Problem to solve:
Produce a faithful copy of every record below, without the pictures.
··· Dataset extract
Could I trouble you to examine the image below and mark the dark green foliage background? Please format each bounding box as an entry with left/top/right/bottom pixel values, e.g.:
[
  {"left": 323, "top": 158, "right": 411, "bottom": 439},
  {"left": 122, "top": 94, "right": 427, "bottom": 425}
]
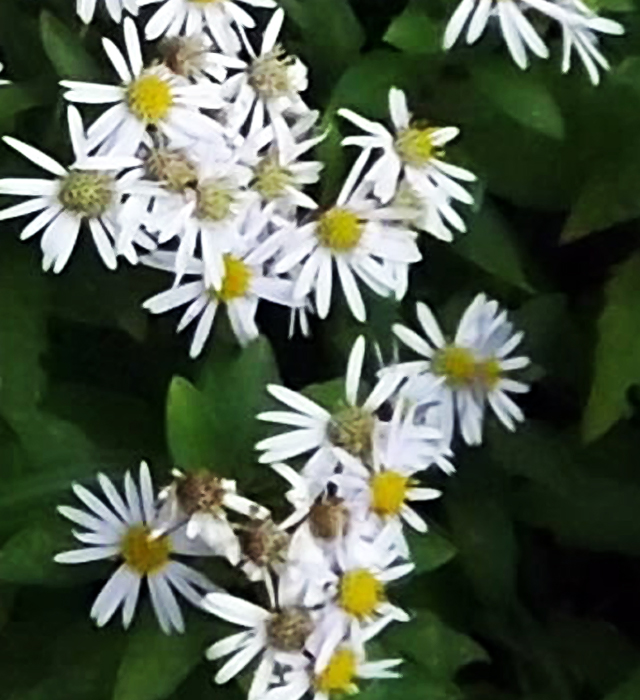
[{"left": 1, "top": 0, "right": 640, "bottom": 698}]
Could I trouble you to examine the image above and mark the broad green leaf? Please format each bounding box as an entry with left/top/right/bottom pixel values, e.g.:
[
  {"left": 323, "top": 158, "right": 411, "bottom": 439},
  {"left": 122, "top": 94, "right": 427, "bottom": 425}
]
[
  {"left": 0, "top": 83, "right": 43, "bottom": 133},
  {"left": 470, "top": 61, "right": 564, "bottom": 139},
  {"left": 301, "top": 377, "right": 345, "bottom": 410},
  {"left": 382, "top": 609, "right": 488, "bottom": 680},
  {"left": 0, "top": 515, "right": 97, "bottom": 585},
  {"left": 198, "top": 335, "right": 281, "bottom": 480},
  {"left": 409, "top": 529, "right": 457, "bottom": 574},
  {"left": 362, "top": 669, "right": 464, "bottom": 700},
  {"left": 114, "top": 616, "right": 211, "bottom": 700},
  {"left": 166, "top": 376, "right": 219, "bottom": 472},
  {"left": 40, "top": 11, "right": 100, "bottom": 80},
  {"left": 454, "top": 204, "right": 534, "bottom": 291},
  {"left": 561, "top": 139, "right": 640, "bottom": 242},
  {"left": 384, "top": 1, "right": 443, "bottom": 55},
  {"left": 583, "top": 253, "right": 640, "bottom": 441}
]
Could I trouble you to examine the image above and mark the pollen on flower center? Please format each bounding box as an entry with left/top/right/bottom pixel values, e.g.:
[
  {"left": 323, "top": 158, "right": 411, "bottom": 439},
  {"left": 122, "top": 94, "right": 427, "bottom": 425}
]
······
Problem solution:
Could I trouble you to examine the image below and mark the dark green foliage background? Please format each bounding box as an entry with left/top/right/bottom pixel values, e.g.:
[
  {"left": 323, "top": 158, "right": 411, "bottom": 439},
  {"left": 122, "top": 94, "right": 427, "bottom": 425}
]
[{"left": 1, "top": 0, "right": 640, "bottom": 698}]
Could I trouble you to examine the image above and mark the broad green leaf? Please format each bounding box as an entry with left/top/right/bottom pixel values, e.g.:
[
  {"left": 323, "top": 158, "right": 411, "bottom": 439},
  {"left": 122, "top": 94, "right": 427, "bottom": 425}
]
[
  {"left": 0, "top": 83, "right": 43, "bottom": 133},
  {"left": 470, "top": 61, "right": 564, "bottom": 139},
  {"left": 301, "top": 377, "right": 345, "bottom": 410},
  {"left": 382, "top": 609, "right": 488, "bottom": 680},
  {"left": 0, "top": 515, "right": 97, "bottom": 585},
  {"left": 198, "top": 335, "right": 281, "bottom": 480},
  {"left": 409, "top": 529, "right": 457, "bottom": 574},
  {"left": 362, "top": 669, "right": 464, "bottom": 700},
  {"left": 114, "top": 616, "right": 211, "bottom": 700},
  {"left": 166, "top": 376, "right": 219, "bottom": 472},
  {"left": 40, "top": 11, "right": 100, "bottom": 80},
  {"left": 454, "top": 204, "right": 534, "bottom": 291},
  {"left": 561, "top": 139, "right": 640, "bottom": 242},
  {"left": 384, "top": 1, "right": 443, "bottom": 55},
  {"left": 583, "top": 253, "right": 640, "bottom": 441}
]
Could I trouble you to examine the image above and mark the pollen on flower center? Please format each bounding box as an entry with left/top/right/bottom pixel values, e.g.:
[
  {"left": 323, "top": 158, "right": 411, "bottom": 439},
  {"left": 122, "top": 94, "right": 427, "bottom": 425}
]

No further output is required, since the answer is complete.